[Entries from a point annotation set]
════════════════

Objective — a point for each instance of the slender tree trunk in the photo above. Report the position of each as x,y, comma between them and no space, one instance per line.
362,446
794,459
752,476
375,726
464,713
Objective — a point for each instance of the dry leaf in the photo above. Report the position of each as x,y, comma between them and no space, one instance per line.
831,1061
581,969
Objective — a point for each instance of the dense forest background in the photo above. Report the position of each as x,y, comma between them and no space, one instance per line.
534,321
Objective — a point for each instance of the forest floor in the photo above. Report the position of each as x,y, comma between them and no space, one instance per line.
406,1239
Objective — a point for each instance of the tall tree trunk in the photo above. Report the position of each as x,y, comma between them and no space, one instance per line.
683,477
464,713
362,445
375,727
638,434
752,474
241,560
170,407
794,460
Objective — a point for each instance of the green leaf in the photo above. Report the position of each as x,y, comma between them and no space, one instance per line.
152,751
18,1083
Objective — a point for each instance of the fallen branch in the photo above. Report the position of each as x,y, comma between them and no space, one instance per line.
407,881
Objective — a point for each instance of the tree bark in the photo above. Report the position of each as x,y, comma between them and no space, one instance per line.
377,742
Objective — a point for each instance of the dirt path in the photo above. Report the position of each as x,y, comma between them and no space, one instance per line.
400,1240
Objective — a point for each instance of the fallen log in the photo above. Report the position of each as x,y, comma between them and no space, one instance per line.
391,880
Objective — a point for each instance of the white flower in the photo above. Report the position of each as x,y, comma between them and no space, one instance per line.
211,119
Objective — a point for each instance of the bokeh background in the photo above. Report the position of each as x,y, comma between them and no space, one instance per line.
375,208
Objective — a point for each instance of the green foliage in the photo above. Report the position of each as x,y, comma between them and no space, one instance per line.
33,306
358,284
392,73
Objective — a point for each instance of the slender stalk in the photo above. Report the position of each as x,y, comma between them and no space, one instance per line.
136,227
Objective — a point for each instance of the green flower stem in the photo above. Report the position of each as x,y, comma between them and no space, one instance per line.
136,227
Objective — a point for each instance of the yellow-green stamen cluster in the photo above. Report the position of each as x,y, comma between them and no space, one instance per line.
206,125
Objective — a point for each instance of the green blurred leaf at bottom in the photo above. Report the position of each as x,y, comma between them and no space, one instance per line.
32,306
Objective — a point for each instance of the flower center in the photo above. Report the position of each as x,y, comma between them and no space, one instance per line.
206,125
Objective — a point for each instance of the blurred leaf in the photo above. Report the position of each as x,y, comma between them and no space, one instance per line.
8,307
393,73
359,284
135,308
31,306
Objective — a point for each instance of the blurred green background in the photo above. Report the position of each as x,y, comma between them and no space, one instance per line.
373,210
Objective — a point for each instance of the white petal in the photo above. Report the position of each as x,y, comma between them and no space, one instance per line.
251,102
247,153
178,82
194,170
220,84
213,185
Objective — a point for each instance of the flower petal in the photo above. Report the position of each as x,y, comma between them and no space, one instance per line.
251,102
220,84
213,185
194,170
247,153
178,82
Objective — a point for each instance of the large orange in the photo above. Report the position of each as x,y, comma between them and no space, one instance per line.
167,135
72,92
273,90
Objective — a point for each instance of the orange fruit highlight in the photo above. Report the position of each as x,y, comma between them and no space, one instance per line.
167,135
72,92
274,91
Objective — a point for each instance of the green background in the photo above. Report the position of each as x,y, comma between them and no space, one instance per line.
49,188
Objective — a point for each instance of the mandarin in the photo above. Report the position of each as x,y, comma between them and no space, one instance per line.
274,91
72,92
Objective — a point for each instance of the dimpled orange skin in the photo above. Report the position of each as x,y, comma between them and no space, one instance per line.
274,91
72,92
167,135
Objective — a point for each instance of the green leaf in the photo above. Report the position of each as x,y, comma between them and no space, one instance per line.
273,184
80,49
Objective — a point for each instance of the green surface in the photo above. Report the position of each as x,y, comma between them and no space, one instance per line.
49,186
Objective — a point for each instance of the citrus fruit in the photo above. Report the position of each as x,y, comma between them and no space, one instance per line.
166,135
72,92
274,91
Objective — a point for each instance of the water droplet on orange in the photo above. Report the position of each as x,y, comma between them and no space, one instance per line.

════════════════

• [TO DO] Quote every line of the entries above word for word, keeping their order.

• [CORRECT RESPONSE]
Objective — a point for each instance of the slender tree trunk in the photo above. Report the position of each as x,y, comma between them and no space, one instance per line.
362,446
794,459
752,476
375,726
464,713
Objective — a point for each instance of the dry leaf in the photo above. Report the position of each as x,y, comma between them and no space, one instance per line.
831,1061
581,969
Objective — a point for each instance of the dense forest background in the photo above. Report the position of each as x,y, comma between them and no space, one instance per line.
534,321
Objective — a point for each instance of the forest floor in the photo above. Report the position of each as x,y, comma between them and no space, one instance per line.
406,1239
Objective — a point for each instance of the tall tree trunk in the photo above. Report the position of each as x,y, comma between them and no space, one instance per line.
683,477
464,713
362,445
375,727
638,434
752,474
241,560
170,407
794,460
Objective — a point for each instance of the green leaf in the photo above. Report the position of each as x,y, comma between them and no space, one instance per line.
152,751
18,1083
Objective — a point for each instance of the fallen branch in the photo above. Report the position of each as x,y, comma between them and no space, one instance per line.
407,881
Objective — a point for each instance of the tree bark in the photo above. Report the position of each as x,y, comma between them and no space, one instance per line.
377,742
Objective — a point for each instance of the dirt path in the photo above. Report the position of each as x,y, comma between them and no space, one instance per line.
400,1240
Objective — a point for each instance of the fallen log in the photo above. Report the position of each as x,y, comma between them and no space, one instance per line.
391,880
Objective — a point for each instance of the white flower in the photo above. Report the position of each as x,y, comma between them and no space, one instance per line.
211,119
Objective — a point for each instance of the bokeh background in the photo above. Report the position of each as x,y, comma between them and no space, one instance per line.
375,208
Objective — a point for each instance of the green foliage in the photo above. Report the position of each as x,y, comma between them and no space, one instance per line.
33,306
358,284
392,73
Objective — a point for each instance of the slender stalk in the photo above. Report the position of each as x,y, comma between them and no space, one instance per line.
136,227
Objective — a point for each instance of the green flower stem in the photo above. Report the position of each as x,y, comma between them and no space, one instance per line.
136,227
Objective — a point for each instance of the yellow-green stamen cluster in the photo above. Report the position of each as x,y, comma between them and no space, one instance per line.
206,125
Objective — a point for each instance of the green blurred leaf at bottom in the photo above. Report the position of each as x,y, comma between them and no space, one instance per line.
32,306
Objective — a point for each instance of the flower center in the photo above. Report the position of each as x,y, comma between them and no space, one instance per line.
206,125
Objective — a point for each instance of the blurred leaf in the photo above. Report the position of each as x,y, comma between them and no space, one instance per line.
8,307
393,73
359,284
135,308
31,306
Objective — a point for each instance of the blurred green background in the photo above. Report the position of each as x,y, comma between them and no space, one instance per line.
373,210
Objective — a point for each instance of the white petal in the photo above. Report the position of each as x,y, comma between them and no space, one instance per line.
251,102
247,153
178,82
194,170
220,84
213,185
Objective — a point for each instance of the flower petal in the photo above. Report the position of each as x,y, comma between them and no space, one instance per line.
251,102
220,84
213,185
194,170
247,153
178,82
Objective — a point for each instance of the large orange in the photo above. Report the position of each as x,y, comma between them and no space, one instance per line.
167,135
72,92
273,90
Objective — a point for each instance of the orange fruit highlight in the photo above. Report the position of each as x,y, comma between them and no space, one instance per line.
167,135
72,92
274,91
Objective — a point for each instance of the green background in the photo above. Report the position of each as x,y, comma between them and no space, one instance per line.
49,188
Objective — a point for each instance of the mandarin in the photo above. Report the position of each as x,y, comma between them and no space, one instance per line.
274,91
72,92
Objective — a point for each instance of the dimpled orange skin in the photo above. Report the position of each as x,y, comma between them and no space, one instance per line.
274,91
72,92
167,135
Objective — a point for each instance of the green leaf in the photo above. Report the position of each as x,y, comma between them and no space, one instance per line.
273,184
80,49
Objective — a point for each instance of the green surface in the photo above. Report the position of each as x,y, comma between them and no space, one instance per line.
49,186
Objective — a point for each instance of the citrus fruit in the photo above. Report the position of each as x,y, comma between them and no space, one instance per line.
166,135
72,92
274,91
Objective — a point for each instance of the water droplet on orange in the photo above. Report the position of each as x,y, comma between them and no space, one instance per line.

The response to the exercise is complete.